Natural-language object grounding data
==*==

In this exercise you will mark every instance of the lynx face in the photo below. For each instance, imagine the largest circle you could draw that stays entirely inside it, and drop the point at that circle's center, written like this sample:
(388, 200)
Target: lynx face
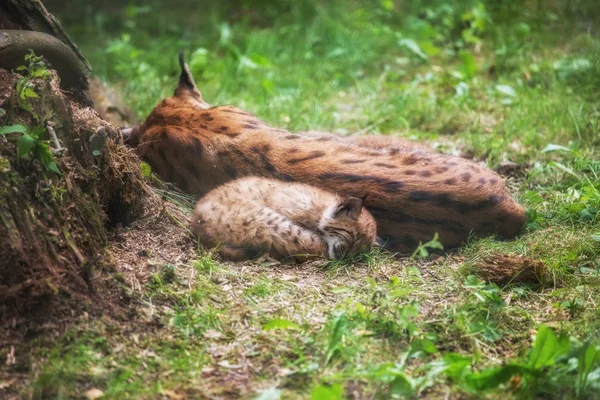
(343, 228)
(252, 216)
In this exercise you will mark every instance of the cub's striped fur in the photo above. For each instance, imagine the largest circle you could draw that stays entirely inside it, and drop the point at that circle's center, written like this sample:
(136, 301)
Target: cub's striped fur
(412, 194)
(251, 216)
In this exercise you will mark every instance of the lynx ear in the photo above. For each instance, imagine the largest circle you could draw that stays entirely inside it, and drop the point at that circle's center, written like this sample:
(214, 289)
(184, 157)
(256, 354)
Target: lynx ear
(187, 86)
(350, 207)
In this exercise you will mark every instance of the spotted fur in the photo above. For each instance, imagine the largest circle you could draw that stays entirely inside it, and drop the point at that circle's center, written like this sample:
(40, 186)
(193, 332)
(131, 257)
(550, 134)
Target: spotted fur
(412, 194)
(251, 216)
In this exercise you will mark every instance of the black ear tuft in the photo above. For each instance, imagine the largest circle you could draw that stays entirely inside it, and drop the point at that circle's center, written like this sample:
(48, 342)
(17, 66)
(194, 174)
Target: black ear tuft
(181, 61)
(186, 81)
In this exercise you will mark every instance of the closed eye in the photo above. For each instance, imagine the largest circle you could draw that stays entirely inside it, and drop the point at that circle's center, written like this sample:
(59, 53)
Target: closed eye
(340, 251)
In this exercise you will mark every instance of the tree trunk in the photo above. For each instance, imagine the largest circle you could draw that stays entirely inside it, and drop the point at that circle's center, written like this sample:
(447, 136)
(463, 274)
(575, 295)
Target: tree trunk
(26, 24)
(53, 226)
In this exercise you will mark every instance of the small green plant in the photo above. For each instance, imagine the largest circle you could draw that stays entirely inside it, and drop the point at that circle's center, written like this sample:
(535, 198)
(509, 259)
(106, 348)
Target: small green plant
(32, 142)
(422, 251)
(35, 68)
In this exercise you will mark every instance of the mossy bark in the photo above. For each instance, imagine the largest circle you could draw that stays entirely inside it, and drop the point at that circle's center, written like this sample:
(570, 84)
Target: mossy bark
(54, 227)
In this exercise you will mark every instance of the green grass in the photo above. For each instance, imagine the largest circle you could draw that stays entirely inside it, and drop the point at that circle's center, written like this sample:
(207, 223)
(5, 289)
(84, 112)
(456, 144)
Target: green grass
(502, 82)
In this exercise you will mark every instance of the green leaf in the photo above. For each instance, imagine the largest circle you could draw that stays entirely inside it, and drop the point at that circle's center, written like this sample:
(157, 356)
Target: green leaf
(52, 167)
(12, 129)
(401, 386)
(506, 90)
(269, 394)
(28, 92)
(491, 378)
(546, 348)
(564, 168)
(414, 48)
(279, 323)
(555, 147)
(44, 154)
(340, 326)
(25, 145)
(424, 345)
(323, 392)
(469, 67)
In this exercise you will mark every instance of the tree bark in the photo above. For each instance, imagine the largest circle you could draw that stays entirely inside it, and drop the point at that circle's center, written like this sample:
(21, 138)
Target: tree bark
(26, 24)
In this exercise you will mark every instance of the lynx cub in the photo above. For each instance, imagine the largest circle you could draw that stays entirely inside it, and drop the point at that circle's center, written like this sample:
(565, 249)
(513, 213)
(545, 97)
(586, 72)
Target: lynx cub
(250, 216)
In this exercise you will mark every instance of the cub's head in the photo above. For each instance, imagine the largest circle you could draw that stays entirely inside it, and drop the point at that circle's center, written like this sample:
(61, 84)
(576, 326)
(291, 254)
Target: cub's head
(347, 228)
(185, 101)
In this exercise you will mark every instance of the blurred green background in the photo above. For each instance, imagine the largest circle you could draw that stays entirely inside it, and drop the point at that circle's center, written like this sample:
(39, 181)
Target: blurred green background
(414, 67)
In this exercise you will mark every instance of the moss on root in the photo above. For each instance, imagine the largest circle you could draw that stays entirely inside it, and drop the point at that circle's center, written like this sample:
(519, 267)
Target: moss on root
(53, 228)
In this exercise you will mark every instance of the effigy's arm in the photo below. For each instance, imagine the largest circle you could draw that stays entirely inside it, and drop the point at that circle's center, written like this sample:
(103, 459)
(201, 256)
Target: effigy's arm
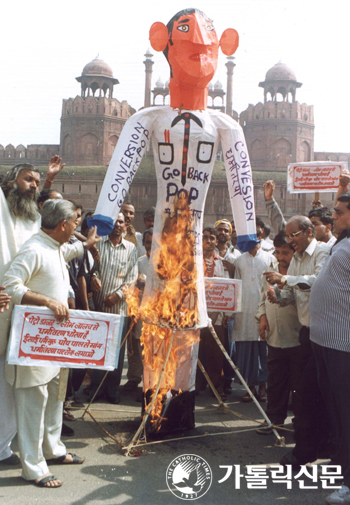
(132, 145)
(240, 182)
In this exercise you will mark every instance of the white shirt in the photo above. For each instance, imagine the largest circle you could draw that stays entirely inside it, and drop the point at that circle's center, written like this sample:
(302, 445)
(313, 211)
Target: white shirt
(303, 269)
(283, 321)
(40, 266)
(118, 270)
(250, 269)
(13, 233)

==*==

Action item
Return from the data every line that holds "below".

Response for this exercise
In this exercise you will mark every instance of the lynx face in the photo below. For each instance, imagine the largest circle you could draw that stays entirely inside it, and drop the point at that circle's center, written like this sample:
In this exercise you will mark every instance of the effigy's arm in the photo below. For each instance, imagine the largest circle you could draw that stays entirely inside it, and drop the point at that circle's center, written like this sample:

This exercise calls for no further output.